Go through the listing and pick out each line with the word "water" in it.

'''

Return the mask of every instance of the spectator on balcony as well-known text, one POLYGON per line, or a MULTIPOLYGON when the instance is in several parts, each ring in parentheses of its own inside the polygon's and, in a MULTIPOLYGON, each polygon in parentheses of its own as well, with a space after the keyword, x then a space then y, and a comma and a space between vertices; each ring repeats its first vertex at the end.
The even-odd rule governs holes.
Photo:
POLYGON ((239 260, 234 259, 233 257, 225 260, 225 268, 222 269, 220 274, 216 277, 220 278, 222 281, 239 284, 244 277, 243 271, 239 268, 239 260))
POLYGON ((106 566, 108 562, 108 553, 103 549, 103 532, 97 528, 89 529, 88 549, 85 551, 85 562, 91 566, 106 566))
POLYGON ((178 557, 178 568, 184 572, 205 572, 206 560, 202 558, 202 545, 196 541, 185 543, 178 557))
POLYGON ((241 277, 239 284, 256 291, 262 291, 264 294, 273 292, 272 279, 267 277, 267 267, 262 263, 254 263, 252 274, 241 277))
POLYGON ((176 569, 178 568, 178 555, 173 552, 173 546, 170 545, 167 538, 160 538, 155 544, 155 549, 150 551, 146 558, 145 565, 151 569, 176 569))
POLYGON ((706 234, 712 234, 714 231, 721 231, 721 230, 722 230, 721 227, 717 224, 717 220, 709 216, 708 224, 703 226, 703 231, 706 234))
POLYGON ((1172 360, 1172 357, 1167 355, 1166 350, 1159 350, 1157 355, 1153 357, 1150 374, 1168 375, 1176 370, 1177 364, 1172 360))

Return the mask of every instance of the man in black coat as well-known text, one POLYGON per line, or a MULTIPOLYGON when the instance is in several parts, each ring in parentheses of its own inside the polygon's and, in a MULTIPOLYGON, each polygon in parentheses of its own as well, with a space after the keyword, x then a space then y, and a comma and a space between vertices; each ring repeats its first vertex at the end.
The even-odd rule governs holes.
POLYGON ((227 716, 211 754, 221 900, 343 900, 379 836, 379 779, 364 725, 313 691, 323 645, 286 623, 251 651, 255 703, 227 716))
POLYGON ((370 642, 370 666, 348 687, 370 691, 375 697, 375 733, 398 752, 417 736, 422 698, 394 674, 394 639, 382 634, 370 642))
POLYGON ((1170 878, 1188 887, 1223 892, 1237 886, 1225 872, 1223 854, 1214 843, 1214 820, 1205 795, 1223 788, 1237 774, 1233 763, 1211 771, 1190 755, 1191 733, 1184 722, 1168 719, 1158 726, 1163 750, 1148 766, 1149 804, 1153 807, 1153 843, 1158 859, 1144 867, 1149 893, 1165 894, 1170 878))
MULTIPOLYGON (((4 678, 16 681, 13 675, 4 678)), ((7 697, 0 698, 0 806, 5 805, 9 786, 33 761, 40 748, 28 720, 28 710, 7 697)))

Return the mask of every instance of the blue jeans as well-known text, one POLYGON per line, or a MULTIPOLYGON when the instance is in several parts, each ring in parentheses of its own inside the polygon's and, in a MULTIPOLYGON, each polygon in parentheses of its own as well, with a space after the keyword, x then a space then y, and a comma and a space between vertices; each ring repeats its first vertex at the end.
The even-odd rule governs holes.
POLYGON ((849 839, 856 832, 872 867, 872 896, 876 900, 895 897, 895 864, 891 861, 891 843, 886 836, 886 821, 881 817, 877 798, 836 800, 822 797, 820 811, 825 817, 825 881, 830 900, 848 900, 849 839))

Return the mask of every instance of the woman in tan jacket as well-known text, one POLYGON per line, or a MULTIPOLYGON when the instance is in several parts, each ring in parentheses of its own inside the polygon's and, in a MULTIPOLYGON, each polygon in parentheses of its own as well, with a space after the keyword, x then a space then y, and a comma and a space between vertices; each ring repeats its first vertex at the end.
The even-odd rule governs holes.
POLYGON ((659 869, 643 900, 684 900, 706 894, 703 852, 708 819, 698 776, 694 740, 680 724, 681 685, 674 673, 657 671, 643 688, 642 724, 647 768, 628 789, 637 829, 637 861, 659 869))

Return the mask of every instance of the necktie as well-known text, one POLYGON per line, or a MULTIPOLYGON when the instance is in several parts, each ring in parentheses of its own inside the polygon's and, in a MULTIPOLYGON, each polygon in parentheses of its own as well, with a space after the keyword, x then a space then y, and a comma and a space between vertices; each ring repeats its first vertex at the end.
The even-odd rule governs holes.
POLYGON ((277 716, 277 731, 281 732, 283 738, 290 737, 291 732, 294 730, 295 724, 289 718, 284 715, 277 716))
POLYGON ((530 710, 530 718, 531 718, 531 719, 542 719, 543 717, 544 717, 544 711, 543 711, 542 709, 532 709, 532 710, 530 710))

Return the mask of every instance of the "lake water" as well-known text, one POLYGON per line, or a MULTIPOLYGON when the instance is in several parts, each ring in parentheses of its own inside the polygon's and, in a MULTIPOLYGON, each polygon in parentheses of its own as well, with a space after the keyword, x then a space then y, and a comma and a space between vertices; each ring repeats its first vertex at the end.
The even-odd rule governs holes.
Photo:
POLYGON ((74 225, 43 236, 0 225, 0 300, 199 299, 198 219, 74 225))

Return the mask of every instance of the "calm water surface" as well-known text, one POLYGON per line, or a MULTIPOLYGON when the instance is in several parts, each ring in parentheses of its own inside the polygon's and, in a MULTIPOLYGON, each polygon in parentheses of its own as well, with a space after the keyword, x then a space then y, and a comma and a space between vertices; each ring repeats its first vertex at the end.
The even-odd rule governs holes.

'''

→ **Solution to the exercise**:
Return the mask of every instance of the "lake water" as well-known text, one POLYGON per line, or a MULTIPOLYGON when the instance is in several parts, each ring in parentheses of its own inside the polygon's and, in a MULTIPOLYGON, each polygon in parentheses of its own as well, with a space after the keyword, x then a space then y, and a comma and a space between vertices; each ring repeats its first vertex at the end.
Return the mask of every instance of the "calm water surface" as well-known text, one POLYGON per line, or a MULTIPOLYGON when the instance is in several parts, each ring in parentheses of its own inside the polygon's and, in a MULTIPOLYGON, each polygon in parentheses of its own as well, with a space after the keyword, x then a space then y, and a comma and a space between vertices; each ring repeats its first vertex at the end.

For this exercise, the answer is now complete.